*SET EXERCISE*:
Present the rows from their first line through the line containing "point(331, 132)", both included, as a numbered list with blank lines omitted.

*LISTED RECORDS*:
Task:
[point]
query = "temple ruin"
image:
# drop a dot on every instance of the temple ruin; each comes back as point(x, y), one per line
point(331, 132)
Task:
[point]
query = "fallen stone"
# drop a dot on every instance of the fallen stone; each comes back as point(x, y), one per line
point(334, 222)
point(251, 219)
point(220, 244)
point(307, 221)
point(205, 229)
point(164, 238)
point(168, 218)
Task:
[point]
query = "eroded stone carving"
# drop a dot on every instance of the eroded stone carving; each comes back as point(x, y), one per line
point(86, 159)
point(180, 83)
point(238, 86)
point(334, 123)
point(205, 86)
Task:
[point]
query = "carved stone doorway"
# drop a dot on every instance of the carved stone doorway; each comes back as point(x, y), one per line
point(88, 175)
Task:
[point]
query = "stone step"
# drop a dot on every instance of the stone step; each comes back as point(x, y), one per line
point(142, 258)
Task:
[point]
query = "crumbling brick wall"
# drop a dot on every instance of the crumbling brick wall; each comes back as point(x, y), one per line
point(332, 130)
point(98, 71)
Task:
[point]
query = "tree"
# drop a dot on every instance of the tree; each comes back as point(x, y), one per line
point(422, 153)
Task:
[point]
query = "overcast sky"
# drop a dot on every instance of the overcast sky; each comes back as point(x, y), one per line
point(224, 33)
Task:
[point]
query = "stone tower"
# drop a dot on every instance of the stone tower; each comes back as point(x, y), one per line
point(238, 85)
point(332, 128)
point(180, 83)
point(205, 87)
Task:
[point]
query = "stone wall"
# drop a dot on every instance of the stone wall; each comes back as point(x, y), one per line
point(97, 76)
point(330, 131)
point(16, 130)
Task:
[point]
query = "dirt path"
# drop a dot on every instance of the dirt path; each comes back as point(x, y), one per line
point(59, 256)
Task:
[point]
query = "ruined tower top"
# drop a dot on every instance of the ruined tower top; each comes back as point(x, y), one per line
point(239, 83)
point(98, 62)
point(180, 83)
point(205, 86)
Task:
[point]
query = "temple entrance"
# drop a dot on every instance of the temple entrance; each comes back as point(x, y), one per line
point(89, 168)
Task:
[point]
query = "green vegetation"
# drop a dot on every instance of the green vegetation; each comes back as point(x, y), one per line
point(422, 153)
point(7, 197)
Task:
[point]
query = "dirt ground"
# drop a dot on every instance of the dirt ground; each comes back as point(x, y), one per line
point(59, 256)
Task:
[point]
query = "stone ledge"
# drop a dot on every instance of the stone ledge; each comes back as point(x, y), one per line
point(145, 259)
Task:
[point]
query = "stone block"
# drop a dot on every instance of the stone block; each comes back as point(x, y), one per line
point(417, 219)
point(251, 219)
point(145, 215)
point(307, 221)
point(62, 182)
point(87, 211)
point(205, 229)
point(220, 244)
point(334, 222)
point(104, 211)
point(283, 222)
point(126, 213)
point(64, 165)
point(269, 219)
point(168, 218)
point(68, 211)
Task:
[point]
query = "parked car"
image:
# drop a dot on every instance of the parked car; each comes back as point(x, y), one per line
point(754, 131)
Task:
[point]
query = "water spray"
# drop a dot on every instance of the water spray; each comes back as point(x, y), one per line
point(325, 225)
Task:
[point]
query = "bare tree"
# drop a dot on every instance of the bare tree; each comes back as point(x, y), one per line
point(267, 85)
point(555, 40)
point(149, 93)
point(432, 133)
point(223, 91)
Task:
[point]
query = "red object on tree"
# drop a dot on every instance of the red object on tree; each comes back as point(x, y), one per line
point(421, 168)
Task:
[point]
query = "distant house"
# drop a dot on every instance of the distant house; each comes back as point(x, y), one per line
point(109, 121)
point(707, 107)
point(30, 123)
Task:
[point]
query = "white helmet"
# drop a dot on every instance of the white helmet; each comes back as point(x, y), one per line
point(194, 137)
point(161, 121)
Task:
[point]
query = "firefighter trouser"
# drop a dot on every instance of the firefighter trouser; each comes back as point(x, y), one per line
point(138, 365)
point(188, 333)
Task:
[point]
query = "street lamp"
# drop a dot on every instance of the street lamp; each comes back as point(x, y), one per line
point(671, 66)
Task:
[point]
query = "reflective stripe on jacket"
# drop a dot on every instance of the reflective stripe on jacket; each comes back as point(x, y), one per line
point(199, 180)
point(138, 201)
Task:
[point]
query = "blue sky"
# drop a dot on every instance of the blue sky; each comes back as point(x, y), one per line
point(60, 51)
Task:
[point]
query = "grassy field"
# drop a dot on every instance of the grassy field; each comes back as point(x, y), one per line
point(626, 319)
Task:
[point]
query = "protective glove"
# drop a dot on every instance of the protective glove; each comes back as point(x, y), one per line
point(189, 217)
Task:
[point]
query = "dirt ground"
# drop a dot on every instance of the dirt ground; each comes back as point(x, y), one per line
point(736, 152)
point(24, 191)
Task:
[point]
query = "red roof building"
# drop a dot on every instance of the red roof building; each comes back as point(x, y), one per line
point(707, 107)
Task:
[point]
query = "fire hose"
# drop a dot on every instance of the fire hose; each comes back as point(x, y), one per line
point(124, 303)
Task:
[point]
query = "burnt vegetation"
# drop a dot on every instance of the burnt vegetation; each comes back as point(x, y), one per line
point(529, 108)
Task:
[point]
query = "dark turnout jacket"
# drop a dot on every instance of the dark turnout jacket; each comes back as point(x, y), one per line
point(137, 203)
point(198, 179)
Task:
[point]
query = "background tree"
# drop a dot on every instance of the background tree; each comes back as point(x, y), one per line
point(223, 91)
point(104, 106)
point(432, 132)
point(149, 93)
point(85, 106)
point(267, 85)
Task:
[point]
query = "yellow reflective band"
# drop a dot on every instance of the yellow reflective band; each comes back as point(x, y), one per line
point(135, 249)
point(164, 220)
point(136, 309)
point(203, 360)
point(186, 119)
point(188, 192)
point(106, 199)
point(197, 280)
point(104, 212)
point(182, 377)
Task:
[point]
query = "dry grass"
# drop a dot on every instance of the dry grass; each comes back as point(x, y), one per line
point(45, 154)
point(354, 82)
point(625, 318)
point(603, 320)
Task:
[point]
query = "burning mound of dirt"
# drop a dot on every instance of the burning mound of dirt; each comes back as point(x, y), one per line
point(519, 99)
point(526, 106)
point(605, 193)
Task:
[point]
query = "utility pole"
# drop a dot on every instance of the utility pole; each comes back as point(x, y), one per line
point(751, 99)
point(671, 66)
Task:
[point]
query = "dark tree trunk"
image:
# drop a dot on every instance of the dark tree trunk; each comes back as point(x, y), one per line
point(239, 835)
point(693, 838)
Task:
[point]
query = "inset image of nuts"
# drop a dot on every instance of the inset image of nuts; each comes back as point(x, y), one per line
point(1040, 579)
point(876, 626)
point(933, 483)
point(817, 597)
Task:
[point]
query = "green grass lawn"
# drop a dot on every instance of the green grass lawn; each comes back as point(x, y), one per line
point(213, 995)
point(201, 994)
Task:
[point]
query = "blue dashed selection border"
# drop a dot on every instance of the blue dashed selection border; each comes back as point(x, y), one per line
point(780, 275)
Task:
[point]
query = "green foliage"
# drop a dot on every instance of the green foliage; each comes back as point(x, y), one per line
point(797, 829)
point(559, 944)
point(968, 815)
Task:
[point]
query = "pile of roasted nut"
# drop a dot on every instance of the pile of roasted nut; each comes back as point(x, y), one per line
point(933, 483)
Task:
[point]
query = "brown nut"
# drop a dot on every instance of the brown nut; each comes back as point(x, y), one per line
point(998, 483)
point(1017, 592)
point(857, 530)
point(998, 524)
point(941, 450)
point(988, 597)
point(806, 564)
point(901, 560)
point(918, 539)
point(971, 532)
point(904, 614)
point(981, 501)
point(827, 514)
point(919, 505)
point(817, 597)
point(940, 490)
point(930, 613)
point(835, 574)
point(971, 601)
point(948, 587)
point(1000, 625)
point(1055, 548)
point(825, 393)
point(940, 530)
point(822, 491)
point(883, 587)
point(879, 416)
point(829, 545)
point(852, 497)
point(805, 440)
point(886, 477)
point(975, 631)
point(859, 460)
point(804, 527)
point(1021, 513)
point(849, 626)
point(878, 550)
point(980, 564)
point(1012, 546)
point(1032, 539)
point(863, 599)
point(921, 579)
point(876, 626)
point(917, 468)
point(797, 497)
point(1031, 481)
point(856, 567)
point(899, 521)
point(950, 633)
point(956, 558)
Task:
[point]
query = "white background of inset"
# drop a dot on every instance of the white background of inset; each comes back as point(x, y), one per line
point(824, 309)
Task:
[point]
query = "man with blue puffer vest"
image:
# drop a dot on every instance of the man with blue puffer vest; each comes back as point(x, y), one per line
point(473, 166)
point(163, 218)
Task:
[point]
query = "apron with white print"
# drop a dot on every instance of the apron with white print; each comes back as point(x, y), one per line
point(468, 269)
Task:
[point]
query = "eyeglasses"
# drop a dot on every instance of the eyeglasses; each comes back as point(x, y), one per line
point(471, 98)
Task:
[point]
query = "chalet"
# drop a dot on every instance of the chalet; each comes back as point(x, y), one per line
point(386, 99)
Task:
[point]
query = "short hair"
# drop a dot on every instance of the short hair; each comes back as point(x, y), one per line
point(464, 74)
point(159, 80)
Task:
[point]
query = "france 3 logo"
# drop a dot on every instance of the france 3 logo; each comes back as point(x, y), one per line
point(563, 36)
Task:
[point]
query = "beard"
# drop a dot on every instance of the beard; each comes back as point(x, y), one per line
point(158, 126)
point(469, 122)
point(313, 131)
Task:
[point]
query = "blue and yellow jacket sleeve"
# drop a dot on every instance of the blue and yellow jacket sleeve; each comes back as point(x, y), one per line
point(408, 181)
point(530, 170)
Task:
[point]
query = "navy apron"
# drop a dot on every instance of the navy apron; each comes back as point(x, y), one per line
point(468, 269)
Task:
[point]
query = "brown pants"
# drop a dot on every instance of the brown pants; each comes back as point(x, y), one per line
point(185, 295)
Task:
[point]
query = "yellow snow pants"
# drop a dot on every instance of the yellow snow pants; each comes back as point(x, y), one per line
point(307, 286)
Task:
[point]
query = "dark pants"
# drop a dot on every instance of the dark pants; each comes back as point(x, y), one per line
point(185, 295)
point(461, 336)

*EXERCISE OUTPUT*:
1. Task:
2. [point]
3. query = "temple ruin"
4. image:
5. # drop a dot on every instance of the temple ruin; each comes back as point(x, y), one per line
6. point(331, 132)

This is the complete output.